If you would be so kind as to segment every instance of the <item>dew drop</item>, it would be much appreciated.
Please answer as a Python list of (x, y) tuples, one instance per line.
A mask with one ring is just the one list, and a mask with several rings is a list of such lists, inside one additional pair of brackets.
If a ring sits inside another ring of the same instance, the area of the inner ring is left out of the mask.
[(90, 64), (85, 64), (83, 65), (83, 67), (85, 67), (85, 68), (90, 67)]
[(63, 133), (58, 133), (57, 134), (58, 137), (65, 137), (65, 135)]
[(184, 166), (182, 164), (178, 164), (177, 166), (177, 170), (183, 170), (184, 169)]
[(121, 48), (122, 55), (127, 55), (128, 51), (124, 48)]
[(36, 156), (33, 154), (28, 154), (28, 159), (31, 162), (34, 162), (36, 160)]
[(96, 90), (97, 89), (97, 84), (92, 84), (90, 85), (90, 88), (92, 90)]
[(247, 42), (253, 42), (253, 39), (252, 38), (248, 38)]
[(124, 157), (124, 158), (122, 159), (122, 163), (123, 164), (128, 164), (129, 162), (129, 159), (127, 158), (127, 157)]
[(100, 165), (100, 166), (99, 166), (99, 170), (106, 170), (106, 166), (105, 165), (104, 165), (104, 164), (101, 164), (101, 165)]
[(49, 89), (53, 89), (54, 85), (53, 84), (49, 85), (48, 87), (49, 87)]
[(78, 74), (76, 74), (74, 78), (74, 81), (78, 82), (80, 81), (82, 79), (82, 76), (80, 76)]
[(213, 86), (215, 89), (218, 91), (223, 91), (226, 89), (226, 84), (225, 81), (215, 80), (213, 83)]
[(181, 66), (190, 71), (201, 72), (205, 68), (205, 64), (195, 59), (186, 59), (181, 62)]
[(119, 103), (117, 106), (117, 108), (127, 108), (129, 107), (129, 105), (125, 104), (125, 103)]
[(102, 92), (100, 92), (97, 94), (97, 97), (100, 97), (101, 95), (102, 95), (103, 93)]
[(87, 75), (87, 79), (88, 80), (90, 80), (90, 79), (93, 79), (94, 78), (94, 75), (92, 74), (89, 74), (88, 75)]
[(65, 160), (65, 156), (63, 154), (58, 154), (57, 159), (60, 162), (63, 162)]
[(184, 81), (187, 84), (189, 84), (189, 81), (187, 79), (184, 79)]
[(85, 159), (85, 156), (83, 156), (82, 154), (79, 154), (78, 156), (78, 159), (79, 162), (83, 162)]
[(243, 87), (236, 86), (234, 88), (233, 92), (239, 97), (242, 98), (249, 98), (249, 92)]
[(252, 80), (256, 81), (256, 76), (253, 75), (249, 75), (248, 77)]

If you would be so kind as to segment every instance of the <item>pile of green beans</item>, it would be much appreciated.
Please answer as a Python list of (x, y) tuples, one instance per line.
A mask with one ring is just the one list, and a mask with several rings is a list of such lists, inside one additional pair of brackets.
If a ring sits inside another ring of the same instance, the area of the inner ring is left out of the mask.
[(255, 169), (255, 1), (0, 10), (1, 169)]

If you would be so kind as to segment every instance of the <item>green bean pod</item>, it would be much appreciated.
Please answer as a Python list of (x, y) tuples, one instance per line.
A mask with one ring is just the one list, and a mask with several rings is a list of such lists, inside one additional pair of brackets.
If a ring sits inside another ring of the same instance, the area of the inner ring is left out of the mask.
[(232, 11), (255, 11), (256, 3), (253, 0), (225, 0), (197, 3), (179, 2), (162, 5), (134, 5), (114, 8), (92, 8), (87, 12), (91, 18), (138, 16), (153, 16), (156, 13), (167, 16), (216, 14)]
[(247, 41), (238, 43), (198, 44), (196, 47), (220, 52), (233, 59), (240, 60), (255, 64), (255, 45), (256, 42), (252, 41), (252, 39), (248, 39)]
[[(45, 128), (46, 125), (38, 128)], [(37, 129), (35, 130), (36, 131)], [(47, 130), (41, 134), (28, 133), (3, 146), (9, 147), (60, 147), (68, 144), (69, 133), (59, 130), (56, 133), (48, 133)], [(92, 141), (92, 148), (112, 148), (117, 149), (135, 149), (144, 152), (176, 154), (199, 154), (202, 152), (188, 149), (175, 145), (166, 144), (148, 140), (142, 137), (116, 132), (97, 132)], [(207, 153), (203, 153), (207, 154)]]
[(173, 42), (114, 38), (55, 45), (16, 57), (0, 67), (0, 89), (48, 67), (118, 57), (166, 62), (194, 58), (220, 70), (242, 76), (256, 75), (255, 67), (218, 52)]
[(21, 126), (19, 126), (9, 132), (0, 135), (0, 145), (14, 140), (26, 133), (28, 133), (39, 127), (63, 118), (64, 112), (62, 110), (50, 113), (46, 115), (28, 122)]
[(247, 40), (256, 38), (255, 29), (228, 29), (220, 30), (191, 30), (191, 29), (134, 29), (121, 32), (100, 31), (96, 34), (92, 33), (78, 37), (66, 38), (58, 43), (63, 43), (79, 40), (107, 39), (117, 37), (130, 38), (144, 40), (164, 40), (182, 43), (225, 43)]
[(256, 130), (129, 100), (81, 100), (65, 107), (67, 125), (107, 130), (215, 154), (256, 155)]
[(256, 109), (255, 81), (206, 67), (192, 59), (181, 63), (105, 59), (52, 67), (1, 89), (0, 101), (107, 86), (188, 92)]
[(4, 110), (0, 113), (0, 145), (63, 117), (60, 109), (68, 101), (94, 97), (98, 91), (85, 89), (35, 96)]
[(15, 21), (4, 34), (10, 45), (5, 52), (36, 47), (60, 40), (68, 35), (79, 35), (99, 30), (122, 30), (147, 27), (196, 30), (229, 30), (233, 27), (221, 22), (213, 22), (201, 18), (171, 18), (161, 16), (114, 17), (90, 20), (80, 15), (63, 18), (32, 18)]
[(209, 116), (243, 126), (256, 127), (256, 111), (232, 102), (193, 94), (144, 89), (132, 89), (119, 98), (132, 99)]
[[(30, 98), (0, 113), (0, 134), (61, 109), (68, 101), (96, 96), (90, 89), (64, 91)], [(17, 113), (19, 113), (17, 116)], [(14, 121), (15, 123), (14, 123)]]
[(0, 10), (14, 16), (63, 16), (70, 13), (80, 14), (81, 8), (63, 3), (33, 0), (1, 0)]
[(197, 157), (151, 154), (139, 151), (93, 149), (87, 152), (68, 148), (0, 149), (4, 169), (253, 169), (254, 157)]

______________________________

■ GOAL OF THE EXERCISE ■
Rewrite every line between the one holding "beans</item>, it would be much appreciated." and the one holding "[(255, 169), (255, 1), (0, 10), (1, 169)]", inclusive, including the requests. Multiply each coordinate in the answers by 2 and round it to a whole number, with halves rounded up.

■ ANSWER FOR THE TASK ■
If you would be so kind as to segment every instance of the <item>pile of green beans</item>, it would be much appreciated.
Please answer as a Python list of (x, y) tuples, one instance per line.
A mask with one ring is just the one list, and a mask with several rings is a list of such lists, inside one additional pair of brackets.
If a ring sits inside another ring of the same instance, the area of the inner ring is left out of the mask.
[(510, 338), (510, 2), (0, 20), (2, 338)]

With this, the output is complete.